Variant	Layers	Hidden Size	Parameters	Training
BERT-base	12	768	110M	4 days, 16 TPUs
BERT-large	24	1024	340M	4 days, 64 TPUs

Problem for Search

BERT produces per-token embeddings (one vector per word). To compare two sentences, you'd need to feed them jointly through BERT — this is O(N²) for N documents. Finding similar pairs in 10K sentences would take 65 hours with raw BERT.

5. Sentence Transformers — SBERT (2019)

Sentence-BERT (Reimers & Gurevych, 2019) solved the per-token problem by training Siamese/Triplet networks that produce fixed-size vectors for entire sentences. The result: semantically similar sentences are close in vector space. The speedup is transformative: 10,000x faster than pure BERT for finding similar pairs in 10K sentences (65 hours → 5 seconds).

sbert_usage.py

from sentence_transformers import SentenceTransformer

model = SentenceTransformer('all-MiniLM-L6-v2')

# Internally:

# 1. Tokenize input sentence

# 2. Pass through transformer → per-token embeddings

# 3. Apply POOLING → single vector:

# - Mean pooling (average all tokens) ← default, usually best

# - CLS pooling (use [CLS] token vector)

# - Max pooling (element-wise max across tokens)

query_vec = model.encode("How to fix a flat tire") # [384]

doc_vec = model.encode("Steps for puncture repair") # [384]

# Cosine similarity: ~0.82 (high match despite zero word overlap!)

similarity = cosine_similarity(query_vec, doc_vec)

6. Training Loss Functions for Search Embeddings

The choice of loss function critically affects embedding quality. The dominant paradigm for search embeddings is contrastive learning: push the query close to its relevant document and away from all other documents in the batch.

## GIVEN REQUEST
In the excerpt on sentence embeddings, how long does Sentence-BERT take to find similar pairs in 10K sentences? The data that comes next has nothing to do with the excerpt on sentence embeddings.

## ITEMS
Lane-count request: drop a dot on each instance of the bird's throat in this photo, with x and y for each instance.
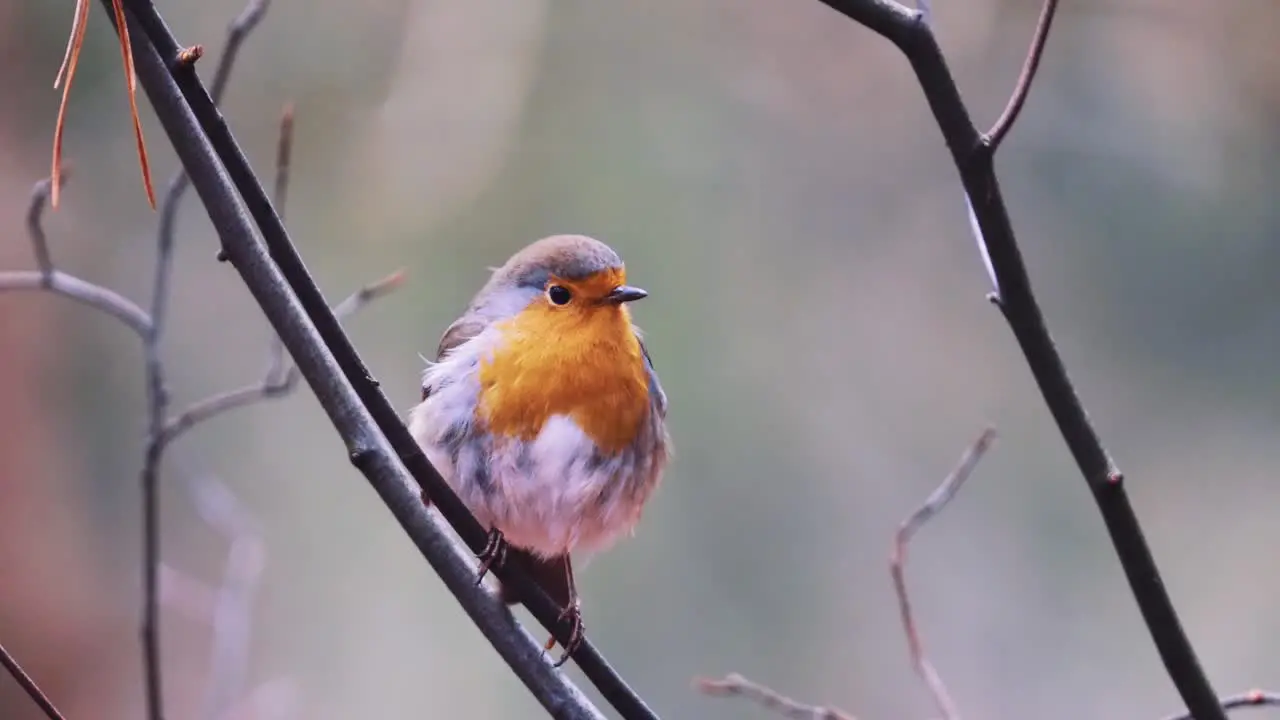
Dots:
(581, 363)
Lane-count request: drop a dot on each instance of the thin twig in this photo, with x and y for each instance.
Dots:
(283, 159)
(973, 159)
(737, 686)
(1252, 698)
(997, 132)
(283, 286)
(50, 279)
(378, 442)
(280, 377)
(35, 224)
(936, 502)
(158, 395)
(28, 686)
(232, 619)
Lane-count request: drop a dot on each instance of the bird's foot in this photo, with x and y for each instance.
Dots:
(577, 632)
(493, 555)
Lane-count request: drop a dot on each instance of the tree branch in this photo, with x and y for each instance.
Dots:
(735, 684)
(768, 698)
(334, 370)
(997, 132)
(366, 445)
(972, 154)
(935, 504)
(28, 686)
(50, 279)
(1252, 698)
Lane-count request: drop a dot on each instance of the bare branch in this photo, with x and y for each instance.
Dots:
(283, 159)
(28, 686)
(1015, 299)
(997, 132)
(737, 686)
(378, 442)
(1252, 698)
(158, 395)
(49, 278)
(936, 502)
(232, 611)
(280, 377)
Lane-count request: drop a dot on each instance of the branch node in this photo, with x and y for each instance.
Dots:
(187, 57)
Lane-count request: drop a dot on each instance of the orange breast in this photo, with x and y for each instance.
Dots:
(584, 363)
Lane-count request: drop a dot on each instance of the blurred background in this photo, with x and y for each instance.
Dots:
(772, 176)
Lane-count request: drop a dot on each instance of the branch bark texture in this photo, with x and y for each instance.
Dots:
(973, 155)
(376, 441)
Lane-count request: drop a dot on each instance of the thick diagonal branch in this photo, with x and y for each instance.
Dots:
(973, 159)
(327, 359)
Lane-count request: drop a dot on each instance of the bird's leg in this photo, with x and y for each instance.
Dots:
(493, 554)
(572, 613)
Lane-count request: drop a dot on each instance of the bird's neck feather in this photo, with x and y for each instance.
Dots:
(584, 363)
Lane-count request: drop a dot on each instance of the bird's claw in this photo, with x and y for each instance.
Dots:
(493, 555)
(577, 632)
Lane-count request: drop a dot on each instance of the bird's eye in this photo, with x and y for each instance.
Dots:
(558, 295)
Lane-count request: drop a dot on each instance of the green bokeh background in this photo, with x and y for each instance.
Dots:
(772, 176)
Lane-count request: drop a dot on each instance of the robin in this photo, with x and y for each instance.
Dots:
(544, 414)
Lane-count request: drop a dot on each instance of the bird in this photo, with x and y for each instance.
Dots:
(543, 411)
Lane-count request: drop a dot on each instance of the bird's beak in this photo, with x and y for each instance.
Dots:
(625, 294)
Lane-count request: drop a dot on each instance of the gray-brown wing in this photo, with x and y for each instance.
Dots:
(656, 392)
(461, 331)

## THE SOLUTION
5 seconds.